═════ Selected text ═════

Wednesday, May 15, 2013

BIIB: A biotech bull

Update 6/7/2013: BIIB gave an exit signal on June 4 and I closed the position on June 7. The stock was down 0.9% from the price of initial entry. The vertical credit spreads yielded a profit on risk of 4.1%.

Biogen Idec Inc.  (BIIB) did nothing unusual in producing a bull signal. It has been in an uptrend since July 2010, from $46.15, and in the current leg up since Nov. 9, 2012, from $134. The break beyond the 20-price channel on Tuesday carried BIIB once again into blue-sky territory, with an all-time high of $231.99.

This is BIIB's fourth bull signal since the present leg up began. The three prior bull signals were all profitable, producing an average yield of 8.6%.

BIIB has given 21 completed bull signals since the start of 2009, when the broad markets began recovering from the post-recession crash. Fourteen were profitable, for an average yield of 8.1%.

I chose BIIB from a wide selection (see "Wednesday's Prospects" posted last night). The list included some large-cap heavy hitters, but many were flawed. GS and CCE had only even odds of a profitable bull signal in their current trends, MTG was priced too low for options trading, and KBR had a chart a I didn't like. ALL (the symbol, not an emphatic everything) had extremely low implied volatility, which would have limited my potential profits.

═════

### Aim of the exercise:
Copy out the entire BIIB post word for word. The data has no connection to the text on BIIB.

═════ Data excerpt ═════

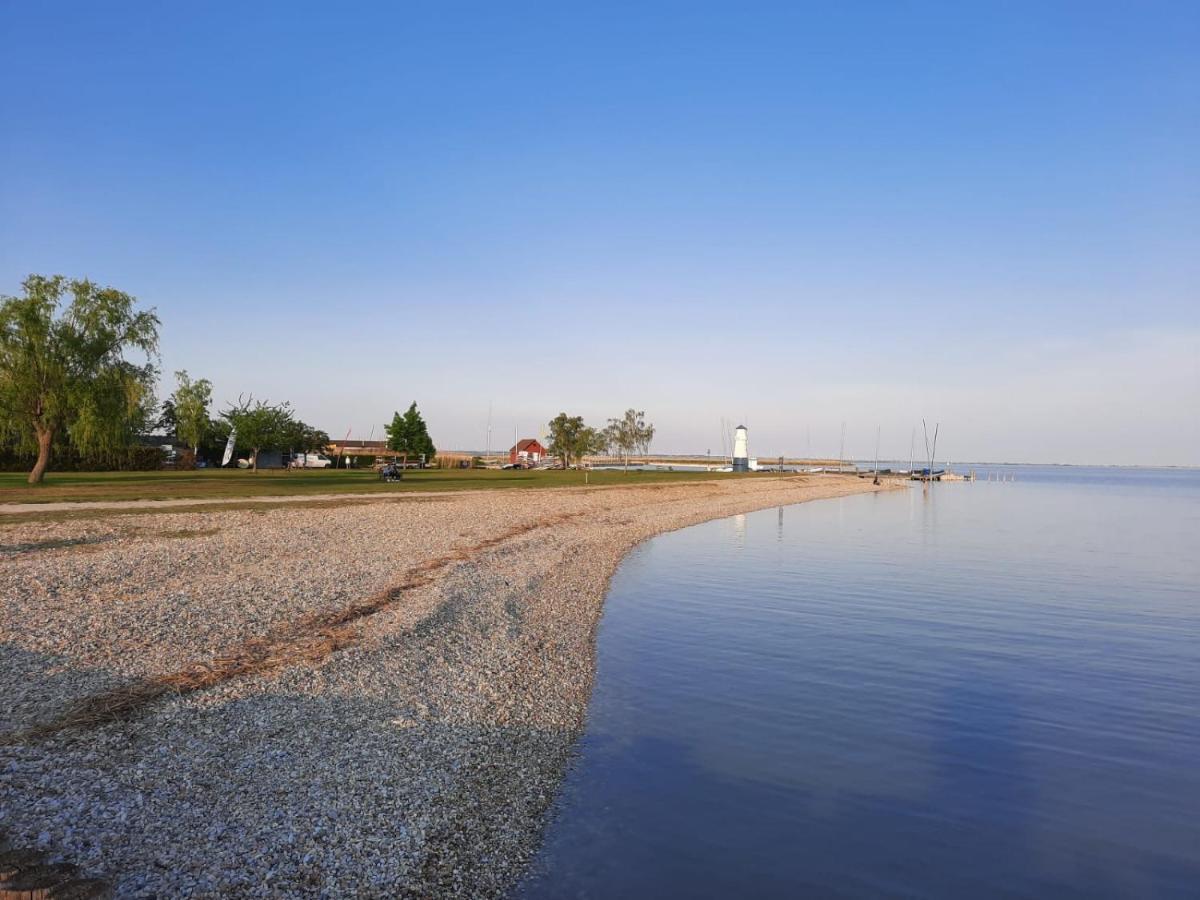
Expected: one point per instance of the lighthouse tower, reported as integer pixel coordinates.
(741, 450)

═════

### Solution below:
Wednesday, May 15, 2013

BIIB: A biotech bull

Update 6/7/2013: BIIB gave an exit signal on June 4 and I closed the position on June 7. The stock was down 0.9% from the price of initial entry. The vertical credit spreads yielded a profit on risk of 4.1%.

Biogen Idec Inc.  (BIIB) did nothing unusual in producing a bull signal. It has been in an uptrend since July 2010, from $46.15, and in the current leg up since Nov. 9, 2012, from $134. The break beyond the 20-price channel on Tuesday carried BIIB once again into blue-sky territory, with an all-time high of $231.99.

This is BIIB's fourth bull signal since the present leg up began. The three prior bull signals were all profitable, producing an average yield of 8.6%.

BIIB has given 21 completed bull signals since the start of 2009, when the broad markets began recovering from the post-recession crash. Fourteen were profitable, for an average yield of 8.1%.

I chose BIIB from a wide selection (see "Wednesday's Prospects" posted last night). The list included some large-cap heavy hitters, but many were flawed. GS and CCE had only even odds of a profitable bull signal in their current trends, MTG was priced too low for options trading, and KBR had a chart a I didn't like. ALL (the symbol, not an emphatic everything) had extremely low implied volatility, which would have limited my potential profits.